Microsoft Corp. never ditched Outlook Express, the company said last week, hoping to end speculation about the future of its free e-mail client.
“Work on improving and enhancing Outlook Express never stopped,” Matt Pilla, senior product manager for Windows at Microsoft said, wrapping up more than a week of conflicting statements from Microsoft officials about the fate of the product.
Dan Leach, lead product manager for Office at Microsoft, got the ball rolling two weeks ago when he said in Australia that Microsoft had stopped development of Outlook Express and was instead focusing on MSN and Hotmail for consumer e-mail. His comments were confirmed by Microsoft’s public relations agency.
Two days later, a spokesperson for Microsoft’s Windows division at the agency said in an e-mail that Leach’s statement was “inaccurate.” Microsoft did at some point halt development of Outlook Express, moving it to what it calls “sustain engineering” mode, but subsequently reversed that decision because of customer demand, he said.
Leach apparently had not heard about the reprieve for Outlook Express, the spokesperson said. “We have been in the process of making this change known inside Microsoft,” he said. Later that same day the spokesperson issued a new, “accurate” statement that removed the part about halting the development of Outlook Express.
Pilla reiterated that position Thursday. “Outlook Express did not enter the sustain engineering phase, not to my knowledge.”
When a product goes into sustain engineering mode it essentially means it is dead, said Rob Enderle, a principal analyst with Enderle Group in San Jose. “It is where you are dead and nobody has told you yet,” he said.
Microsoft ships Outlook Express as part of the Windows operating system. To date, updates have been delivered together with the Internet Explorer Web browser. The product is targeted at home users; Microsoft sells businesses a richer Outlook client as part of its Office suite.
Enderle has been expecting Microsoft to terminate Outlook Express. It seems the product, even though a target of many worms and viruses, is a tough one to kill.
“It is hard for me to understand why Microsoft needs two e-mail clients,” Enderle said. “I think Outlook Express is a redundant product that is not strategic. Outlook makes money and also connects to other products such as Exchange. It lowers the research and development costs if they are only working on one e-mail client.”

------

Answer these questions from the Outlook Express article:
1. In what country did Dan Leach say that Microsoft had stopped developing Outlook Express?
2. What firm is Rob Enderle a principal analyst with?
3. Together with what product have Outlook Express updates been delivered so far?
Use only the Outlook Express article for the answers.

**Data to examine**
------

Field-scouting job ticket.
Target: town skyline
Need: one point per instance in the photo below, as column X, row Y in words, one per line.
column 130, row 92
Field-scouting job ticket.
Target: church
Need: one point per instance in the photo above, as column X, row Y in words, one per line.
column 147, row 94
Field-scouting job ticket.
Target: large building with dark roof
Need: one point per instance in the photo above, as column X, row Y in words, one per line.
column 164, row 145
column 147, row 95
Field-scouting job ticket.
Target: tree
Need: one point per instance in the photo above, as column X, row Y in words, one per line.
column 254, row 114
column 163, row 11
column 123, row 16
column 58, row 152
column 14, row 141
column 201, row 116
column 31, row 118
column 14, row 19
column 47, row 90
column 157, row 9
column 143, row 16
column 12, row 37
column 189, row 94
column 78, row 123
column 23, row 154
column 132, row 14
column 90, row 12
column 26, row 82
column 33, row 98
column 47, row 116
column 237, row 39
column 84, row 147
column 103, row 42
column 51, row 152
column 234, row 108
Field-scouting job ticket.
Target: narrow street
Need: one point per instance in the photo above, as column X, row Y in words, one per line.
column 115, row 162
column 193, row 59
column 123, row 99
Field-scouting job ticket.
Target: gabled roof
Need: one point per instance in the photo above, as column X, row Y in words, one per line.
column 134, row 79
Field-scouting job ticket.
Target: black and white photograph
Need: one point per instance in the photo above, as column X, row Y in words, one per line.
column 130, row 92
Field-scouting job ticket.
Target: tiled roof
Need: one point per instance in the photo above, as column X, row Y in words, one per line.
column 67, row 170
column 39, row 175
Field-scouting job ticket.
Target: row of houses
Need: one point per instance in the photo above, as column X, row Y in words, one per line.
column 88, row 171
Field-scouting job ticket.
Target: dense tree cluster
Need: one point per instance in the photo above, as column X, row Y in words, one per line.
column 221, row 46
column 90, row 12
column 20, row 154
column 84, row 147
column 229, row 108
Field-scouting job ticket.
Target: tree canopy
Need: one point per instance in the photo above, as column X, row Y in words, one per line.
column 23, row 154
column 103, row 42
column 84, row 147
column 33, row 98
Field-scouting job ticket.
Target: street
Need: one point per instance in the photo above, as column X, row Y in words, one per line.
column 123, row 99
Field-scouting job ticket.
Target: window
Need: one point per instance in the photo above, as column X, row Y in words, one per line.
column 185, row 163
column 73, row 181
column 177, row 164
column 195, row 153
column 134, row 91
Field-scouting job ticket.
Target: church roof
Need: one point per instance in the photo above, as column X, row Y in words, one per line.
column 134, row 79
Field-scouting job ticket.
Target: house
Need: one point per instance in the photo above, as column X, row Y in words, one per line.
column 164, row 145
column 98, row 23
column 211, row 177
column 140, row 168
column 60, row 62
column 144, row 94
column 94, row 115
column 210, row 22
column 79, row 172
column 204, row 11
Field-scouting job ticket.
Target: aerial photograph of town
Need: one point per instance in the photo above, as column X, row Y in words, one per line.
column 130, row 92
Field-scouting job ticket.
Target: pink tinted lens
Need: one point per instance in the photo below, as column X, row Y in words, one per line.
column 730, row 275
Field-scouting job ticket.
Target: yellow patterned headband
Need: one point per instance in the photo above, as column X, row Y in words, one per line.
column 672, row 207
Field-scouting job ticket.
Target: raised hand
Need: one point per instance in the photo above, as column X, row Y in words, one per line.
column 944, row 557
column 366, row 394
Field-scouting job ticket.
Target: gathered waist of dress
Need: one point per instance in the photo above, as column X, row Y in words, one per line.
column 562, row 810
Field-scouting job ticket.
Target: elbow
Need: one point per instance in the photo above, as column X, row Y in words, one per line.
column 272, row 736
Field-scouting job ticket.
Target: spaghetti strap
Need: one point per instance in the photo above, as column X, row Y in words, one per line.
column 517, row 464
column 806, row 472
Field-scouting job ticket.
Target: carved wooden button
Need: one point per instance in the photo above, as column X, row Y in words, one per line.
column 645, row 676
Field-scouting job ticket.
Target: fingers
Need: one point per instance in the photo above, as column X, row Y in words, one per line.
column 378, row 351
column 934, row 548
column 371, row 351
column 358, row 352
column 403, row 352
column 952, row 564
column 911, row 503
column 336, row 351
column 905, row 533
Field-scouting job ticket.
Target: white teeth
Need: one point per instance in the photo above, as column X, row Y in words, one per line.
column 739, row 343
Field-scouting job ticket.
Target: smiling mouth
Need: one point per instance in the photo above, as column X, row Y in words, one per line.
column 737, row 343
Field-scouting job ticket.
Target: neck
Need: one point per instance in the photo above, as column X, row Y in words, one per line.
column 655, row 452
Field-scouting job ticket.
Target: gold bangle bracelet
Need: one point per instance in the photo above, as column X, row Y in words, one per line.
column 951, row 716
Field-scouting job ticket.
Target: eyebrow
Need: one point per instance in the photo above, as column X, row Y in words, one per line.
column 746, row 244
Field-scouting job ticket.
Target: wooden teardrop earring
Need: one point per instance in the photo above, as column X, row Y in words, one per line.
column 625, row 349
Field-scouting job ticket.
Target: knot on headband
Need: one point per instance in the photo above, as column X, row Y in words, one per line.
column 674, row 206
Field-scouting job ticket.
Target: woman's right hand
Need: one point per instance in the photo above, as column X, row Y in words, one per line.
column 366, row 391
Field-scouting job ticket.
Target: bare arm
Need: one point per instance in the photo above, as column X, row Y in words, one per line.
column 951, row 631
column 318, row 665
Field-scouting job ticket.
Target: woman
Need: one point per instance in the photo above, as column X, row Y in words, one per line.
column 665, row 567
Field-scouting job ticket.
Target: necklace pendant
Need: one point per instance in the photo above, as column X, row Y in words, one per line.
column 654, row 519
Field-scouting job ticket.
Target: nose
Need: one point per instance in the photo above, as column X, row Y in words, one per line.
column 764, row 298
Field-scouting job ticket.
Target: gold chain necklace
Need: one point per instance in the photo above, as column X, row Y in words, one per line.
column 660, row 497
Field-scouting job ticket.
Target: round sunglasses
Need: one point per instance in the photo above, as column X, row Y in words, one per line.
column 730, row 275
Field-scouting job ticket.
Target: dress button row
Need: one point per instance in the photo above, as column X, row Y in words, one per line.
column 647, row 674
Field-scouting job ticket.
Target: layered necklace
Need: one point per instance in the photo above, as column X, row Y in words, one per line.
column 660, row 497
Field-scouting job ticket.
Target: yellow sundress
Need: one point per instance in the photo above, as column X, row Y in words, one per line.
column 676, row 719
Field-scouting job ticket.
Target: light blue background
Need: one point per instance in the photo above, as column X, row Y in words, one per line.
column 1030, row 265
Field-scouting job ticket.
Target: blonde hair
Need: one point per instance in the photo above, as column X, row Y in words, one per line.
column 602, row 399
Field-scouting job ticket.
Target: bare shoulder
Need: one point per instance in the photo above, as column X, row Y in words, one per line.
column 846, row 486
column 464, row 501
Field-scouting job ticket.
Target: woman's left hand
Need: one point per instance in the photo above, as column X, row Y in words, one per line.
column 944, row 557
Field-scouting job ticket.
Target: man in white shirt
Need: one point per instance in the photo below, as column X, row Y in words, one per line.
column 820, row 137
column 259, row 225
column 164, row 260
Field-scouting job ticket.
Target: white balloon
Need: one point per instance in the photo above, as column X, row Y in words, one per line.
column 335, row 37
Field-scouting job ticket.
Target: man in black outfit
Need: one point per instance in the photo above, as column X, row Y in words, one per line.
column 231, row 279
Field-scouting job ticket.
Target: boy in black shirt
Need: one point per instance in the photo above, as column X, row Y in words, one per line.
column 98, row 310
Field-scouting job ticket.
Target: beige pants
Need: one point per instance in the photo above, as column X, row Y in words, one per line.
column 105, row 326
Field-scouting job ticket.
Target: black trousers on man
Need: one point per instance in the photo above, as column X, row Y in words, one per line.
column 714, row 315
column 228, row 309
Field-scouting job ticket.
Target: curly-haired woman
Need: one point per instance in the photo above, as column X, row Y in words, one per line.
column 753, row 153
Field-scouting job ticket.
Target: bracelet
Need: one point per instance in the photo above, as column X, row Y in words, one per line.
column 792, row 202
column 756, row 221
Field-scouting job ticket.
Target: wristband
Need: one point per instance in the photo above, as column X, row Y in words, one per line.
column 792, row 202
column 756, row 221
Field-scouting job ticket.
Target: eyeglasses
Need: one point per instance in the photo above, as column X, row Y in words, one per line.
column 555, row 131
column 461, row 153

------

**Result**
1. Australia.
2. Enderle Group in San Jose.
3. The Internet Explorer Web browser.